─── Record extracts

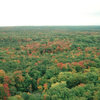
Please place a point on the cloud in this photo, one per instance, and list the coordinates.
(49, 12)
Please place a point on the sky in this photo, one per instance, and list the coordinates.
(49, 12)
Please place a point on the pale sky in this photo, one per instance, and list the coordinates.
(49, 12)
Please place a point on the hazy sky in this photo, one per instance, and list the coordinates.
(49, 12)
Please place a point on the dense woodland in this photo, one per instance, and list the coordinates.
(50, 63)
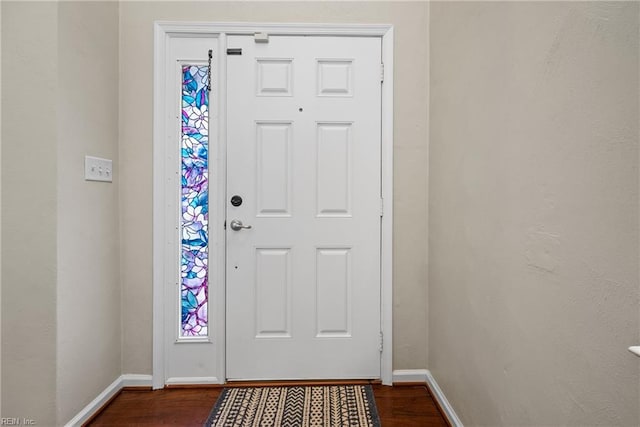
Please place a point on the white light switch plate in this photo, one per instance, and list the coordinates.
(97, 169)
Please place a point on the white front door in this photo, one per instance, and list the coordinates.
(304, 156)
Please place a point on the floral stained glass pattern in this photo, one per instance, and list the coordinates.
(195, 202)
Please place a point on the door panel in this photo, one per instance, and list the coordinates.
(303, 152)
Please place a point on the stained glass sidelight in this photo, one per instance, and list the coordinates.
(195, 202)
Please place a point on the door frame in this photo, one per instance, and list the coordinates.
(165, 244)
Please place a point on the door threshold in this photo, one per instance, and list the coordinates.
(293, 383)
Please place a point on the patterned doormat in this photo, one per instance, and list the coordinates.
(298, 406)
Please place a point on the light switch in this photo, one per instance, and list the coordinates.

──────

Given exercise: In the entries above, change every "list the coordinates" to "give the coordinates" and write the entries out again with nothing else altered. Leave the pictures out.

Task solution:
Please place a point on the cloud in this photo, one per instance, and give the coordinates.
(49, 12)
Please place a point on the sky in this photo, one per instance, and give the coordinates.
(49, 12)
Please place a point on the pale sky in this photo, one per instance, and give the coordinates.
(49, 12)
Please place a point on the hazy sky in this photo, one per instance, and give the coordinates.
(49, 12)
Please place a point on the dense woodland in this photo, one per instance, and give the coordinates.
(50, 63)
Please place a point on the white light switch plate in this photo, one per instance, and give the coordinates.
(97, 169)
Please place a point on the white front door in this photo, one per instance, and give the coordinates.
(304, 156)
Please place a point on the floral stained glass pattern in this photo, one per instance, and give the coordinates.
(195, 202)
Please place a point on the door panel in this photo, one per instance, and give the coordinates.
(303, 152)
Please place a point on the stained glass sidelight in this photo, one per instance, and give the coordinates.
(195, 202)
Please place a point on the door frame in this photo, one per instance, and give the coordinates.
(165, 244)
Please place a point on the door threshold in this photo, one per instance, and give the coordinates.
(293, 383)
Please place a point on the patterned doormat in this photo, one per instance, and give the coordinates.
(298, 406)
Please place a point on the light switch in this photo, one per instance, and give the coordinates.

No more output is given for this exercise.